* _QUOTED TEXT_:
* * * * *
|
Culinary Currents
April 2005
Hyatt’s Houston Executive Chef Jean Moysan:
A French Classic
By Peter Langlois
Born in
Burgundy, France, Chef Jean Moysan of the Hyatt Regency, Houston, is
everything I love to see in an executive chef. His training in France and
his experience working in the French Navy for a Four Star Admiral, at the
two star Le Cerf Volant Restaurant in Auxerre, France, opening a French
restaurant in Miami Beach, Florida, being the executive chef for the David
William Hotel in Coral Gables, Fla., and ultimately joining Hyatt, is
classic. With Hyatt he has worked three properties: Dallas-Forth Worth
Airport, the Hyatt Regency Denver, Colo., and—for the last nine years—the
Hyatt Regency in downtown Houston.
As I talked with Chef Jean in his office late one Friday
afternoon, I found myself reminiscing about my own food and beverage days
when chefs were chefs, not book writers or television celebrities. You see
it took only a matter of seconds before I instinctively knew Chef Jean is
the real deal.
* * * * *
* _DATA_:
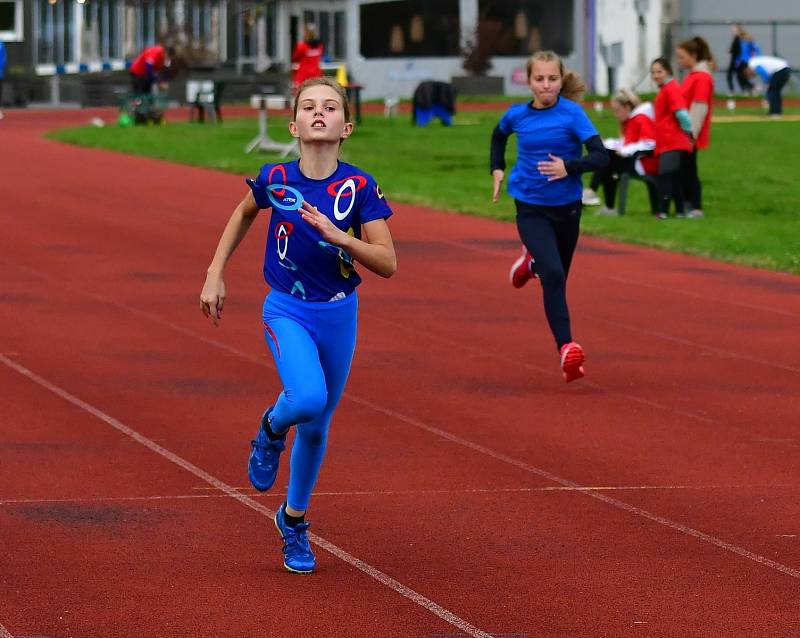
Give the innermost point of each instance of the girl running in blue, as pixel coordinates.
(325, 216)
(546, 185)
* * * * *
* _WORK TO BE COMPLETED_: Mark each statement yes or no against the chef profile, quoting the words from it that decide the matter. 1. Jean Moysan was born in Burgundy, France. 2. Moysan has spent the last five years at the Hyatt Regency in downtown Houston. 3. Le Cerf Volant Restaurant is in Auxerre, France.

* _RESPONSE_:
1. Yes: "Born in Burgundy, France, Chef Jean Moysan of the Hyatt Regency, Houston"
2. No: "for the last nine years—the Hyatt Regency in downtown Houston"
3. Yes: "the two star Le Cerf Volant Restaurant in Auxerre, France"